» **TASK TO CARRY OUT**: Word for word, write out all of the entries that follow.

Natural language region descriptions
════════════════
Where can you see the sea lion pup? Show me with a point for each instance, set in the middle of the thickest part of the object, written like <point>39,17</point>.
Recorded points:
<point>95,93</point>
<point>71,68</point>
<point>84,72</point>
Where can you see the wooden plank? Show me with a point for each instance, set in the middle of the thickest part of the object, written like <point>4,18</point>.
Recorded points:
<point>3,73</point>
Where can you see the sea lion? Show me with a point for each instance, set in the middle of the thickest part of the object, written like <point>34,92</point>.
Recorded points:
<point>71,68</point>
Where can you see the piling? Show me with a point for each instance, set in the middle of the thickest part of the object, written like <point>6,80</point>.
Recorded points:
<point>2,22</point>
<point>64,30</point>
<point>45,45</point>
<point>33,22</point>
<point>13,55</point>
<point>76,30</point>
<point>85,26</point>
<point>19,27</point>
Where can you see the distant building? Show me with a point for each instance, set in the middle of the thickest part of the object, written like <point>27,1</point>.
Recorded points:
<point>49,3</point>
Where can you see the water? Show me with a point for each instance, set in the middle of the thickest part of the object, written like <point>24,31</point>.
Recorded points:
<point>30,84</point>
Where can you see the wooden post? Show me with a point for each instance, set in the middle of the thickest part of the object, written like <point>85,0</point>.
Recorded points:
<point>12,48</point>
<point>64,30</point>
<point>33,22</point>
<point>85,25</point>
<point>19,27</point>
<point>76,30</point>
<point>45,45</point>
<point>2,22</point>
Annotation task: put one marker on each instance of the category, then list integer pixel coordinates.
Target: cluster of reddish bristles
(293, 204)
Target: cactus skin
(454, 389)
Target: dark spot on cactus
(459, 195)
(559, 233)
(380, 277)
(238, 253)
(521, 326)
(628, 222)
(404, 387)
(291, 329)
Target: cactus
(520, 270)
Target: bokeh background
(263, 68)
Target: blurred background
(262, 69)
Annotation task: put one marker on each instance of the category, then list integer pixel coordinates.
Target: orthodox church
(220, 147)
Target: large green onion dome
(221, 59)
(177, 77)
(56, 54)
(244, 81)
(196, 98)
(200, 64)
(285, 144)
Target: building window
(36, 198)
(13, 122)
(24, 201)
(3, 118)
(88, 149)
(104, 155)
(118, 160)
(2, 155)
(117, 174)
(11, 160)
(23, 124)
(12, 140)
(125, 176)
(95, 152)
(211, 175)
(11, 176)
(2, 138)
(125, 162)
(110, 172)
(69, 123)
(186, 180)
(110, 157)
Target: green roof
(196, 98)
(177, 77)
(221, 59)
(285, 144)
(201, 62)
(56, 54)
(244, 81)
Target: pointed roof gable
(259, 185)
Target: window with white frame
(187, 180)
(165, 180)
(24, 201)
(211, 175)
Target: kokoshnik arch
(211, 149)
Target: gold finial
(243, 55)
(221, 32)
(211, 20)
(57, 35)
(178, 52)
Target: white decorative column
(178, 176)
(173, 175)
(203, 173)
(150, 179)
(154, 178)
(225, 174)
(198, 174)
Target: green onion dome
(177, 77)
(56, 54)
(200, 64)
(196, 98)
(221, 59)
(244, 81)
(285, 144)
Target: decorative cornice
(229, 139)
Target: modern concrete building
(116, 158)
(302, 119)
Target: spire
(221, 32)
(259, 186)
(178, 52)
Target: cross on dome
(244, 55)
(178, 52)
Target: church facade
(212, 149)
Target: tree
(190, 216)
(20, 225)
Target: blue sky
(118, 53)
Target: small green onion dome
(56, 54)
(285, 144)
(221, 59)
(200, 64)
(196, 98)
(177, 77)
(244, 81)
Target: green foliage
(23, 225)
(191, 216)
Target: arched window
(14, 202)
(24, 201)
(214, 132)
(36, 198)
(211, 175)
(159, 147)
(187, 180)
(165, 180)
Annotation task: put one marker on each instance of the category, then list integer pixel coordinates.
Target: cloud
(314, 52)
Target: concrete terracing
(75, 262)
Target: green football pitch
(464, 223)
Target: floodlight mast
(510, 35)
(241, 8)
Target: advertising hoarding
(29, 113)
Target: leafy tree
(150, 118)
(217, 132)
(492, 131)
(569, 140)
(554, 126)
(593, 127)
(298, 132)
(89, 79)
════════════════
» **WRITTEN SOLUTION**:
Where can you see the sea lion pup? Show me with a point for each instance, set in the middle of the thickest part of the object, written like <point>39,17</point>.
Recorded points:
<point>95,93</point>
<point>71,68</point>
<point>84,72</point>
Where can you see the wooden plank? Show me with a point for each instance, set in the middle of the thickest part of the object, written like <point>4,18</point>.
Recorded points:
<point>3,73</point>
Where can you see the sea lion? Show me with a point for each instance, set in the middle of the thickest part of the object, written like <point>34,92</point>.
Recorded points:
<point>71,68</point>
Where can you see the piling? Show me with a point for each instance, set in the middle of the thickest part of the object, written like <point>6,80</point>.
Recorded points:
<point>2,22</point>
<point>64,30</point>
<point>45,45</point>
<point>33,22</point>
<point>13,55</point>
<point>76,30</point>
<point>85,26</point>
<point>19,27</point>
Where can you see the distant building? Show me with a point for each instance, set in the middle of the thickest part of the object, written like <point>27,1</point>.
Recorded points:
<point>49,3</point>
Where can you see the water? Show me with a point for each instance, set in the middle of the thickest part of the object, written like <point>24,31</point>.
Recorded points:
<point>30,84</point>
Where can you see the wooden post? Show me with a point for each instance, set in the middle of the thickest part of the object, written like <point>85,0</point>.
Recorded points:
<point>12,48</point>
<point>64,30</point>
<point>33,22</point>
<point>85,25</point>
<point>19,27</point>
<point>76,30</point>
<point>45,45</point>
<point>2,22</point>
Annotation task: put one marker on each instance of the category, then list integer pixel coordinates.
Target: cluster of reddish bristles
(293, 204)
Target: cactus skin
(454, 389)
Target: dark spot on cactus
(459, 195)
(559, 233)
(380, 277)
(238, 253)
(521, 326)
(628, 222)
(404, 387)
(291, 329)
Target: cactus
(520, 270)
Target: bokeh background
(263, 68)
Target: blurred background
(262, 69)
Annotation task: put one marker on each instance of the category, then list integer pixel coordinates.
Target: orthodox church
(220, 147)
Target: large green onion dome
(221, 59)
(177, 77)
(56, 54)
(244, 81)
(196, 98)
(200, 64)
(285, 144)
Target: building window
(36, 198)
(13, 122)
(24, 201)
(3, 118)
(88, 149)
(104, 155)
(118, 160)
(2, 155)
(117, 174)
(11, 160)
(23, 124)
(12, 140)
(125, 176)
(95, 152)
(211, 175)
(11, 176)
(2, 138)
(125, 162)
(110, 172)
(69, 123)
(186, 180)
(110, 157)
Target: green roof
(196, 98)
(177, 77)
(221, 59)
(285, 144)
(201, 62)
(56, 54)
(244, 81)
Target: pointed roof gable
(259, 185)
Target: window with white frame
(187, 180)
(165, 180)
(24, 201)
(211, 175)
Target: kokoshnik arch
(211, 149)
Target: gold finial
(243, 55)
(221, 32)
(211, 20)
(57, 35)
(178, 52)
Target: white decorative column
(178, 176)
(173, 175)
(203, 173)
(150, 179)
(154, 178)
(225, 174)
(198, 174)
Target: green onion dome
(177, 77)
(56, 54)
(200, 64)
(196, 98)
(221, 59)
(244, 81)
(285, 144)
Target: decorative cornice
(229, 139)
Target: modern concrete building
(116, 158)
(302, 119)
Target: spire
(221, 32)
(259, 186)
(178, 52)
Target: cross on dome
(244, 55)
(178, 52)
Target: church facade
(212, 149)
Target: tree
(190, 216)
(20, 225)
Target: blue sky
(118, 53)
Target: small green onion dome
(56, 54)
(285, 144)
(221, 59)
(200, 64)
(196, 98)
(177, 77)
(244, 81)
Target: green foliage
(23, 225)
(191, 216)
Target: arched window
(14, 202)
(24, 201)
(214, 132)
(36, 198)
(211, 175)
(159, 147)
(187, 180)
(165, 180)
Annotation task: put one marker on each instance of the category, then list integer pixel coordinates.
Target: cloud
(314, 52)
Target: concrete terracing
(75, 262)
Target: green football pitch
(464, 223)
Target: floodlight mast
(510, 35)
(241, 8)
Target: advertising hoarding
(29, 113)
Target: leafy tree
(150, 118)
(217, 132)
(492, 131)
(569, 140)
(554, 126)
(593, 127)
(298, 132)
(89, 79)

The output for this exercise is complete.